# Start of Given information
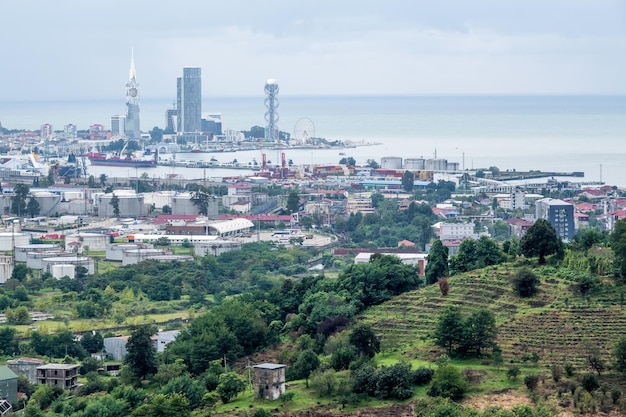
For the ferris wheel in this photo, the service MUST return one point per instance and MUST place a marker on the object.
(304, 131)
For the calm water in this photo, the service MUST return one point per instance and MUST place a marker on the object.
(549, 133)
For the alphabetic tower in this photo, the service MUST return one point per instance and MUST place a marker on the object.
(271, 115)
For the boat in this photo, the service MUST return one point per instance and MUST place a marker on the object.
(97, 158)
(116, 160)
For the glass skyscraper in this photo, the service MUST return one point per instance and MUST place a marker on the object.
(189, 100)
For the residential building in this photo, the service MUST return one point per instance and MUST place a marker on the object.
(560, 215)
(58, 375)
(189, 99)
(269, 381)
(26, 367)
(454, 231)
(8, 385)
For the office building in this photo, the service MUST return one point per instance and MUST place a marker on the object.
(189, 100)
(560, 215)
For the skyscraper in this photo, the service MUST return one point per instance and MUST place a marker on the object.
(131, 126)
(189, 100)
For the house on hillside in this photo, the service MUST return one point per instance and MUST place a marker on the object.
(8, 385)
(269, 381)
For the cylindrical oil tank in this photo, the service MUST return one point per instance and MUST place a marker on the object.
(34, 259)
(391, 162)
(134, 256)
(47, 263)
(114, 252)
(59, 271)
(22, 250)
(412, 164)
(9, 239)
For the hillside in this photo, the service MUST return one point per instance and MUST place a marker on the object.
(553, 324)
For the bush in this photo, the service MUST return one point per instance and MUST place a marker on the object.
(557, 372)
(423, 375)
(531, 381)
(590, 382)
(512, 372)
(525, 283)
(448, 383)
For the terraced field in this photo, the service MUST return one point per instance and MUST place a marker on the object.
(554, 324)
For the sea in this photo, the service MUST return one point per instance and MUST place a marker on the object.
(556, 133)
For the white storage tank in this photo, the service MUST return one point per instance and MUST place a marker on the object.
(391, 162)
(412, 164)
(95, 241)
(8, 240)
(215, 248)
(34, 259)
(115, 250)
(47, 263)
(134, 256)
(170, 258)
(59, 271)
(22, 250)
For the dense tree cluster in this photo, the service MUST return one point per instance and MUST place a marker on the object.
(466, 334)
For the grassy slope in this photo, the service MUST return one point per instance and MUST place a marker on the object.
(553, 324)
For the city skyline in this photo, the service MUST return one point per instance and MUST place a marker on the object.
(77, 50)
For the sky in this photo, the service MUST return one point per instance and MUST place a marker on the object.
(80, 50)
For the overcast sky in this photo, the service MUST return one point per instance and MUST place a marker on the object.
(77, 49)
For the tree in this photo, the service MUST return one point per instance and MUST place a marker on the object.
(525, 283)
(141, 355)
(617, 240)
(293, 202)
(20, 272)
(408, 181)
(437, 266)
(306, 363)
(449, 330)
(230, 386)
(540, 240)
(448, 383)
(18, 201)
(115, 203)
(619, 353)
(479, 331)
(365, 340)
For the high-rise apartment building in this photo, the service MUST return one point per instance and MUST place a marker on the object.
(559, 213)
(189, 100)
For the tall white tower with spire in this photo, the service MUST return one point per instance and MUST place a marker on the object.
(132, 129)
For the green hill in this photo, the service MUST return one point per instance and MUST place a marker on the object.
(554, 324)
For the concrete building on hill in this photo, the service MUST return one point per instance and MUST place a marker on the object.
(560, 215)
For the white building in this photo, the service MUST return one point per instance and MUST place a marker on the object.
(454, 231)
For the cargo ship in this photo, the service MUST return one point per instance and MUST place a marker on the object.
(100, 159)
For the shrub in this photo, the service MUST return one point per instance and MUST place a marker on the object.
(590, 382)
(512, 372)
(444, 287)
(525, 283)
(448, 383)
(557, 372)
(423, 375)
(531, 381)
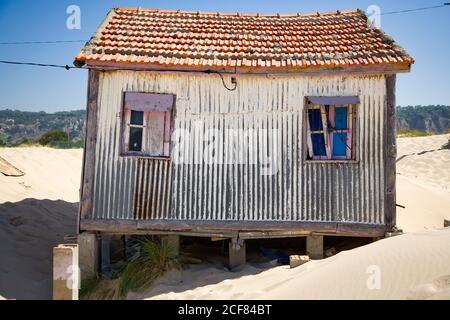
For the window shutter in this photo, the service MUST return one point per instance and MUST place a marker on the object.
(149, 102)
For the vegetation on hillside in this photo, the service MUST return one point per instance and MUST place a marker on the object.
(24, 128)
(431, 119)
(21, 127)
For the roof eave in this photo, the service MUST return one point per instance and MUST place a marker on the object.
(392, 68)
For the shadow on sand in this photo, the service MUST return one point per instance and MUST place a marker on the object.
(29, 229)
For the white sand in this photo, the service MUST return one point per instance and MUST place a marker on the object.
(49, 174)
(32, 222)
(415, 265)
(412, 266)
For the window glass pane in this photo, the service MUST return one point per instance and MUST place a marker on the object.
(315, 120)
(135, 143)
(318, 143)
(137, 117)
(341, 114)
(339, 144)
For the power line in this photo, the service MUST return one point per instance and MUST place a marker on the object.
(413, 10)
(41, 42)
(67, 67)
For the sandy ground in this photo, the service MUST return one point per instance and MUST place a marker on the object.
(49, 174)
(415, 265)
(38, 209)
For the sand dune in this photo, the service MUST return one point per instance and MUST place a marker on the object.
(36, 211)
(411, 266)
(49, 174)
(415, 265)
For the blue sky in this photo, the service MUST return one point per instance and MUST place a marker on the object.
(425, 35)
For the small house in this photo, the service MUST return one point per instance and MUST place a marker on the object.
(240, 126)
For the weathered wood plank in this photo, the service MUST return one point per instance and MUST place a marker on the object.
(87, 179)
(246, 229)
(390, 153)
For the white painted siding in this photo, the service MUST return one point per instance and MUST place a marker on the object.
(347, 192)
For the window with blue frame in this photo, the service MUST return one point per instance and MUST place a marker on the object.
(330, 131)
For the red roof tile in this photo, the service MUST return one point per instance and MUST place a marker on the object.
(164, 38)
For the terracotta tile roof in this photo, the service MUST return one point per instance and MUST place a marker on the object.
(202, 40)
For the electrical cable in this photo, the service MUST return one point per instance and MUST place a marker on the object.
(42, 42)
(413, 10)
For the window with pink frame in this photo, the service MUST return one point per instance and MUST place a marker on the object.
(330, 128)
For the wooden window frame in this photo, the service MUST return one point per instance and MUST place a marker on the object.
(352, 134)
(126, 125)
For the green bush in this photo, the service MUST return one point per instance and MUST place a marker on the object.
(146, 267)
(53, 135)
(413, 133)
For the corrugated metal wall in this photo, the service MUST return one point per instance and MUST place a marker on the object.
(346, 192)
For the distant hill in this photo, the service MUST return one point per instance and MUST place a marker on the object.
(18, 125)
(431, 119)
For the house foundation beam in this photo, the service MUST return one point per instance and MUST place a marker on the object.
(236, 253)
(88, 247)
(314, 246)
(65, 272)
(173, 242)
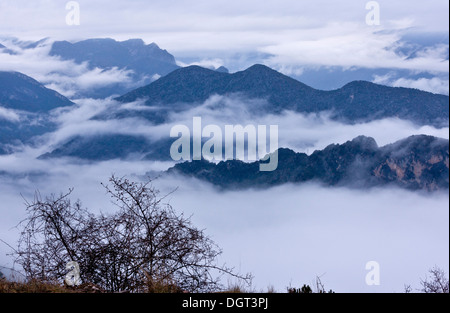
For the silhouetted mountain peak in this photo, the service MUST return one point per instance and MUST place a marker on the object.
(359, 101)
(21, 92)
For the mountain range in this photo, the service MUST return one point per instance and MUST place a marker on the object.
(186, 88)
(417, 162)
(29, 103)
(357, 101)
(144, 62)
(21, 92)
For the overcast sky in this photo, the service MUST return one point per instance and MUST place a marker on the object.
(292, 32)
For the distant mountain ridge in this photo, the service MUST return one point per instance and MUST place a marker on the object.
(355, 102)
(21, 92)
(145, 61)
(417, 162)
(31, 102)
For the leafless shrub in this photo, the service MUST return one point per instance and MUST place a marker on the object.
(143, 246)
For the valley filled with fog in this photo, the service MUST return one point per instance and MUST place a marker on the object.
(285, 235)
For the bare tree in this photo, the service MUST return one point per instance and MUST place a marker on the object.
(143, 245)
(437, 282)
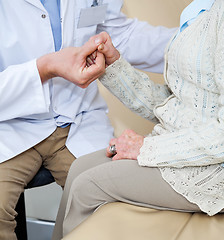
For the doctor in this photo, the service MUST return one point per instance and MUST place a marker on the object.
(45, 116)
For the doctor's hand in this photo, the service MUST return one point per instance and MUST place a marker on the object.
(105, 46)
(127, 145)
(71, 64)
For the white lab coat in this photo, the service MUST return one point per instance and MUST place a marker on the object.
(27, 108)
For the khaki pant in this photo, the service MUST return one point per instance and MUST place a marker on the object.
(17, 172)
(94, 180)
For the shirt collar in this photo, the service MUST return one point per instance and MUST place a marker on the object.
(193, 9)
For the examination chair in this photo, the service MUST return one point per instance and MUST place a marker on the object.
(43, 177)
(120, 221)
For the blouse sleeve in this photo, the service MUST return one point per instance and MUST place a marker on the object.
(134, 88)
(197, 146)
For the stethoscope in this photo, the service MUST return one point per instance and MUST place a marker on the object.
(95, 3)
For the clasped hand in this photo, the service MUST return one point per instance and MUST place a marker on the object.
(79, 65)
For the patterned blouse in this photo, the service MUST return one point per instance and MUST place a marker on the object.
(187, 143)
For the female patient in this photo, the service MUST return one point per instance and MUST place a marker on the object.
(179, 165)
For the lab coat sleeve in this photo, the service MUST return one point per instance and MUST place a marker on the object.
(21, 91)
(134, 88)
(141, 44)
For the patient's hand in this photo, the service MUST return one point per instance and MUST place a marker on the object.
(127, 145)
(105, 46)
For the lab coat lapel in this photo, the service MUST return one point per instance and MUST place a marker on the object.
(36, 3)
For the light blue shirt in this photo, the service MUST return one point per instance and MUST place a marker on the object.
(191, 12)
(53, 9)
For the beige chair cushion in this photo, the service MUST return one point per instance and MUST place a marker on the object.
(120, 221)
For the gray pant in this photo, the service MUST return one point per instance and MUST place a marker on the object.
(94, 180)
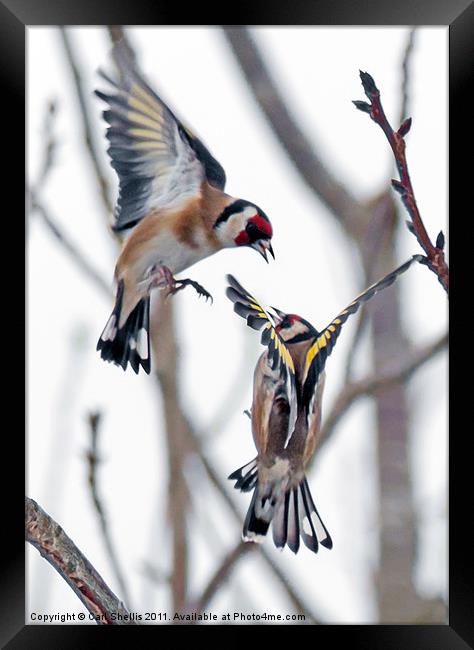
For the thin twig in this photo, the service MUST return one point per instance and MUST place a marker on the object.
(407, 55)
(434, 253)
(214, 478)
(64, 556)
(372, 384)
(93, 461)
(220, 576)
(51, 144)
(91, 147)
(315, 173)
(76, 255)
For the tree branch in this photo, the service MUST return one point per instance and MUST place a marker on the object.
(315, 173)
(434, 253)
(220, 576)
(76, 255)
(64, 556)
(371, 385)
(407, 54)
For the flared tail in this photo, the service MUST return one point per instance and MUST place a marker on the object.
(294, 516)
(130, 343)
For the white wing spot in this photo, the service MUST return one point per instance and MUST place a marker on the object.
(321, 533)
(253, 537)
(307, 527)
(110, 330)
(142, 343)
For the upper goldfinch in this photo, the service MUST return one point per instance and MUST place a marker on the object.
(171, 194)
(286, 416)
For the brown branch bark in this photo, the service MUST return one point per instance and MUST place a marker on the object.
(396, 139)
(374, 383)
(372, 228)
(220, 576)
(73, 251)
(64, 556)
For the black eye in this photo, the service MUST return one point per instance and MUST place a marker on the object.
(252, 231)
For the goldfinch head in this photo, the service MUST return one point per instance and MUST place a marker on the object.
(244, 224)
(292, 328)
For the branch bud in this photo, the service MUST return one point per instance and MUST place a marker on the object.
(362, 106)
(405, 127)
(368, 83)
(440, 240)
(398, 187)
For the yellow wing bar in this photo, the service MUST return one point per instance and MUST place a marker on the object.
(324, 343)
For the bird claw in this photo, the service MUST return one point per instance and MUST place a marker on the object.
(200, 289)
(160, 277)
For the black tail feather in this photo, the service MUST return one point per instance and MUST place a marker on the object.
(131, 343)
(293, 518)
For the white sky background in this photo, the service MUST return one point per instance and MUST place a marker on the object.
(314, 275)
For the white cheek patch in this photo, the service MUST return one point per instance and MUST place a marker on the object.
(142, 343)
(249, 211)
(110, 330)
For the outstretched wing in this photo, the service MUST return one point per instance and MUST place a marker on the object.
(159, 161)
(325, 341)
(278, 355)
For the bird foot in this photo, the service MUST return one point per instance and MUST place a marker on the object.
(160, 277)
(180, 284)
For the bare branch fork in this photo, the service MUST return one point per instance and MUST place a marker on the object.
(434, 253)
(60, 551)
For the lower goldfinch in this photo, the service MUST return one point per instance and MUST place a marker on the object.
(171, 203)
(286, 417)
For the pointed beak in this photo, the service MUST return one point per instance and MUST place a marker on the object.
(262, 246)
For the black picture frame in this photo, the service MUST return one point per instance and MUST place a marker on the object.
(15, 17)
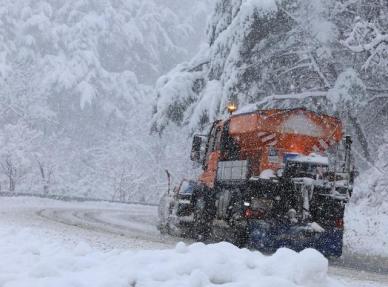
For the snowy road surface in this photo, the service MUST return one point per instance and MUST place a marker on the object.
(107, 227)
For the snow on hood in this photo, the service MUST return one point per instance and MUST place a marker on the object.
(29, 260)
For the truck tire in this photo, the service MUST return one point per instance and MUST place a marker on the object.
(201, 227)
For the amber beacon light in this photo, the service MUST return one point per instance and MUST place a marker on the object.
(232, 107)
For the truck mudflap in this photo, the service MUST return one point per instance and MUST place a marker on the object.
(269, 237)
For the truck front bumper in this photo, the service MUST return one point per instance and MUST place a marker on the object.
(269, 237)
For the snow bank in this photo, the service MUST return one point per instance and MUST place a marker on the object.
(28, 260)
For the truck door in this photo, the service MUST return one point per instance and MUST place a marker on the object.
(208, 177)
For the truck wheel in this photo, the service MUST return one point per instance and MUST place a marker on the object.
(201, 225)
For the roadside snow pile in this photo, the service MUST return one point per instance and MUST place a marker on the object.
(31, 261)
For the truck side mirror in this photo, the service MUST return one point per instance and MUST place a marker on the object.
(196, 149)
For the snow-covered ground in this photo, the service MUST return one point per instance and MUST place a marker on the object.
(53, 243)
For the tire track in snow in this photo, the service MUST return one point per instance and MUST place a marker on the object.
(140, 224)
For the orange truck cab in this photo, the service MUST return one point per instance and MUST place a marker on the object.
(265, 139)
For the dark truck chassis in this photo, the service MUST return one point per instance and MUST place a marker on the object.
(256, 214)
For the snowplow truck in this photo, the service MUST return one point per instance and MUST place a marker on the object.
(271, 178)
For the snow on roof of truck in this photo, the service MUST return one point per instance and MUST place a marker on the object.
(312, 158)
# End of Given information
• [Aim]: Write out, unchanged, the lines of the listing from the one containing "For the truck wheel" up to and including the final line of the listing.

• [Finished answer]:
For the truck wheel in this photo, the service MUST return one point per instance and MUST place a marker on the object.
(201, 225)
For the roadside snow pile in this photo, the service MUST return one point per instance and MUST place a marker on the object.
(31, 261)
For the truck side mirror in this photo, the service MUST return one point per instance and MUST place a marker on the object.
(196, 149)
For the snow-covered ground in this photo, the service MUST return one point per instance and MUST place a marker on the object.
(53, 243)
For the tire track in snow in this photo, the service MUST return one point per instance and MUST place a marker on the object.
(140, 224)
For the orange truck cab in this photo, the service MUST return one point per instance and MUST place a marker on the object.
(265, 139)
For the dark truck chassis in this photo, the service MUST return one point per instance and MUST place a marker on the object.
(256, 214)
For the snowplow truck in this photo, the service MUST return one point per instance and MUST place a marker on the object.
(271, 178)
For the snow on roof of truck in this photo, the service MUST return one point per instance and MUST place a marker on the object.
(312, 158)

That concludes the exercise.